Entries from a pointing dataset

────

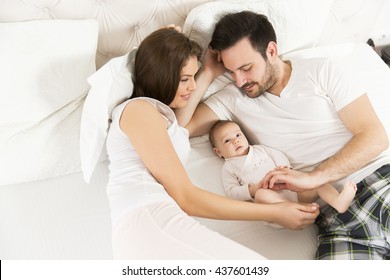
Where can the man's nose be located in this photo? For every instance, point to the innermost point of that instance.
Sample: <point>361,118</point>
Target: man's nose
<point>240,80</point>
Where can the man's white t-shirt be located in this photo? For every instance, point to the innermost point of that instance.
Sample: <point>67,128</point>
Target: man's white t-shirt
<point>303,122</point>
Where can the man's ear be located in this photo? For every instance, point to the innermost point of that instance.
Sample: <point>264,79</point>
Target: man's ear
<point>217,152</point>
<point>272,50</point>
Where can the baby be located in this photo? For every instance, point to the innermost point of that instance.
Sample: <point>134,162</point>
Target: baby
<point>245,165</point>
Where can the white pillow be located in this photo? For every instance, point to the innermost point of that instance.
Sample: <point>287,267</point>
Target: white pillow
<point>298,24</point>
<point>110,86</point>
<point>44,69</point>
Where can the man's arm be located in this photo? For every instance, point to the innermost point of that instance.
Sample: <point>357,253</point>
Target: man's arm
<point>368,141</point>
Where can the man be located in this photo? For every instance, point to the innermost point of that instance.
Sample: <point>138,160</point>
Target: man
<point>313,113</point>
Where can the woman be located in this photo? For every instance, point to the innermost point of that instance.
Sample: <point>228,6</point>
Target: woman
<point>150,194</point>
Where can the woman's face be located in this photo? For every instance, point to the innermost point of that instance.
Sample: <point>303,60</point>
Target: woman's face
<point>187,83</point>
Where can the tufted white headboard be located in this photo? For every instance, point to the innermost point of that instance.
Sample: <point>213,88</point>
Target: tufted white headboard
<point>122,23</point>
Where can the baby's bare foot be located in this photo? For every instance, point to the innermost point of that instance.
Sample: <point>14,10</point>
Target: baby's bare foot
<point>346,197</point>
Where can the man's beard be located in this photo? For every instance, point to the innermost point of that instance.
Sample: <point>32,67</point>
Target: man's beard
<point>269,79</point>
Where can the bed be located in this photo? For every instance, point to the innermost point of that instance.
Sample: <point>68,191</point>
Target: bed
<point>53,166</point>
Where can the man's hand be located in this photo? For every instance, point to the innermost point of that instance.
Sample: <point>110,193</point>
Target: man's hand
<point>295,216</point>
<point>286,178</point>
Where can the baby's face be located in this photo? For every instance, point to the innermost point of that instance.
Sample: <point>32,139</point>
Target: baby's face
<point>230,141</point>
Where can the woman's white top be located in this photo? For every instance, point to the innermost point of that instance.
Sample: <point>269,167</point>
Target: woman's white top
<point>130,183</point>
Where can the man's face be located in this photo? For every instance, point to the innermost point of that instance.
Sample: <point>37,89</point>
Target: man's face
<point>251,72</point>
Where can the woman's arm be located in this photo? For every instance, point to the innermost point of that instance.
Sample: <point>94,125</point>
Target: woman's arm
<point>149,136</point>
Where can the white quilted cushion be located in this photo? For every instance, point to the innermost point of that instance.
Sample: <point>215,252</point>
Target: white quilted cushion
<point>44,69</point>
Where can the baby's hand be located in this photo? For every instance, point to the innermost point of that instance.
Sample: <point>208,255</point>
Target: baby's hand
<point>172,26</point>
<point>280,167</point>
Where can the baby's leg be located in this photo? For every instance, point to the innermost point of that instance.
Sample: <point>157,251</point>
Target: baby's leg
<point>268,196</point>
<point>339,201</point>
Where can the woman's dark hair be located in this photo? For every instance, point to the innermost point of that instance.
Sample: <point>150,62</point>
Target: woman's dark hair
<point>158,63</point>
<point>233,27</point>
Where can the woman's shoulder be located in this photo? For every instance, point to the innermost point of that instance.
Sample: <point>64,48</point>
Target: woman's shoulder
<point>138,107</point>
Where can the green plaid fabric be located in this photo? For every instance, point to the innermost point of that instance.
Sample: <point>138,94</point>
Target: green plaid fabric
<point>362,232</point>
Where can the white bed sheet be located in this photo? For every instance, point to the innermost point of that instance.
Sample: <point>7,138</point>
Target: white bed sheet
<point>66,218</point>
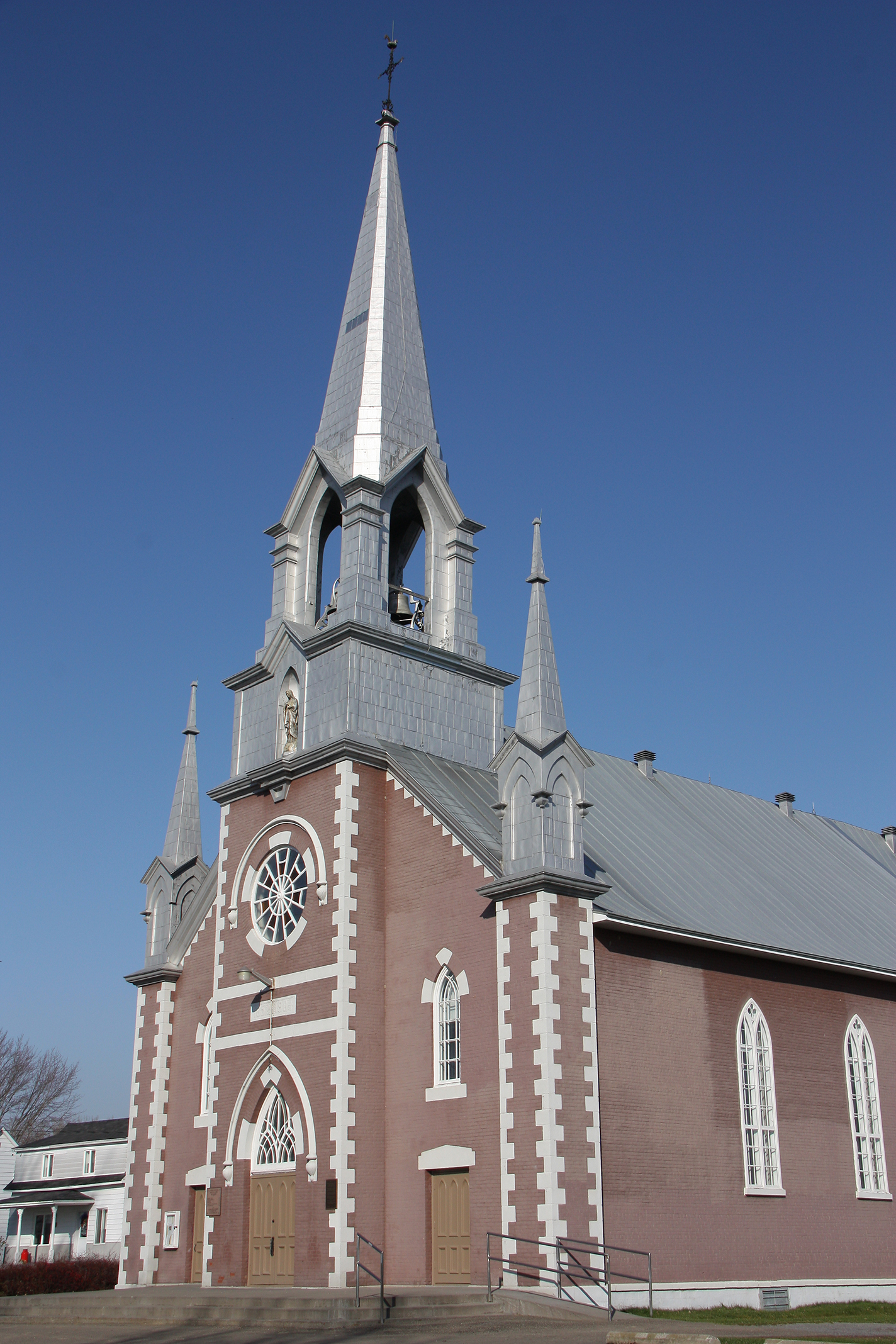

────

[DO THIS]: Turn the lines of the records above into a numbered list, skipping any blank lines and leaving out the pictures.

[TASK OUTPUT]:
1. Where can the man's nose be located in this photo? For every instance, point to the innermost point of that instance.
2. Sample: <point>361,118</point>
3. Target: man's nose
4. <point>240,80</point>
5. Where can the man's white t-shirt be located in this photo? For every instance, point to the innermost point of that instance.
6. Sample: <point>67,128</point>
7. Target: man's white t-shirt
8. <point>303,122</point>
9. Where can the man's ear be located in this photo? For every instance, point to the innermost point of that instance.
10. Sample: <point>264,79</point>
11. Target: man's ear
12. <point>217,152</point>
13. <point>272,50</point>
14. Where can the baby be located in this photo? For every instance, point to the innermost point of that instance.
15. Sample: <point>134,162</point>
16. Target: baby
17. <point>245,165</point>
18. Where can the white pillow be located in this photo? For every instance, point to the innermost point of that instance.
19. Sample: <point>287,267</point>
20. Target: white pillow
21. <point>298,24</point>
22. <point>110,86</point>
23. <point>44,69</point>
24. Where can the man's arm be located in this photo? For every instance, point to the innermost point of that instance.
25. Sample: <point>357,253</point>
26. Target: man's arm
27. <point>368,141</point>
28. Where can the man be located in this photo? For every instance, point to the innermost point of that instance.
29. Sample: <point>138,160</point>
30. Target: man
31. <point>313,113</point>
32. Where can the woman be located in this photo? For every instance, point to the innermost point of that instance.
33. Sample: <point>228,6</point>
34. Target: woman
35. <point>150,194</point>
36. Where can the woman's face be located in this photo? For every instance, point to the innermost point of that instance.
37. Sample: <point>303,60</point>
38. Target: woman's face
39. <point>187,83</point>
40. Where can the tufted white headboard be located in this photo? For every instance, point to the innermost point of that instance.
41. Sample: <point>213,88</point>
42. Target: tufted white headboard
43. <point>122,23</point>
44. Where can the baby's bare foot be located in this photo? For every instance, point to the innermost point of that instance.
45. Sample: <point>14,10</point>
46. Target: baby's bare foot
47. <point>346,197</point>
48. Where can the man's beard be located in this photo? For every instance, point to the innermost point of that instance.
49. Sample: <point>32,67</point>
50. Target: man's beard
51. <point>269,79</point>
52. Where can the bed be located in this photo? For every instance, point to the innermost point of that instance.
53. Sample: <point>68,191</point>
54. Target: bed
55. <point>53,166</point>
56. Where can the man's hand be located in this photo? For every instance, point to the innermost point of that instance.
57. Sample: <point>110,193</point>
58. Target: man's hand
59. <point>295,216</point>
60. <point>286,178</point>
61. Where can the baby's face be located in this photo? For every instance, point to the innermost point of that instance.
62. Sample: <point>32,139</point>
63. Target: baby's face
64. <point>230,141</point>
65. Where can the woman's white top be located in this photo? For every instance, point to the innermost point of that instance.
66. Sample: <point>269,167</point>
67. Target: woman's white top
68. <point>130,183</point>
69. Where can the man's face be located in this photo? For every instance, point to the innermost point of that instance.
70. Sample: <point>37,89</point>
71. Target: man's face
72. <point>251,72</point>
73. Where can the woman's arm be located in this photo? For every instance, point to the innermost point of that instance.
74. Sample: <point>94,125</point>
75. Target: woman's arm
76. <point>149,136</point>
77. Where can the white quilted cushion be located in this photo? For every instance, point to the innermost point of that instance.
78. Sample: <point>215,252</point>
79. Target: white quilted cushion
80. <point>44,69</point>
81. Where can the baby's hand be located in this photo? For every instance, point to the innermost point of that instance.
82. Sample: <point>208,255</point>
83. Target: baby's hand
84. <point>172,26</point>
85. <point>280,167</point>
86. Where can the baby's leg be located in this photo? For every instance, point to the innermost point of that instance.
87. Sample: <point>157,251</point>
88. Target: baby's leg
89. <point>268,196</point>
90. <point>339,201</point>
91. Where can the woman's dark hair be located in this photo? For every instance, point to the innermost point of that instance.
92. Sample: <point>150,62</point>
93. Target: woman's dark hair
94. <point>158,63</point>
95. <point>233,27</point>
96. Where can the woman's shoulder be located in this photo? For every instance, point to the innermost point of that instance.
97. Sample: <point>64,48</point>
98. Target: woman's shoulder
99. <point>138,107</point>
100. Where can the green plaid fabric be located in this photo? For every instance, point to the innermost point of that instance.
101. Sample: <point>138,94</point>
102. Target: green plaid fabric
103. <point>362,232</point>
104. Where can the white bed sheet be located in this photo? For every instance, point to the innermost point of that instance.
105. Sample: <point>7,138</point>
106. Target: white bed sheet
107. <point>66,218</point>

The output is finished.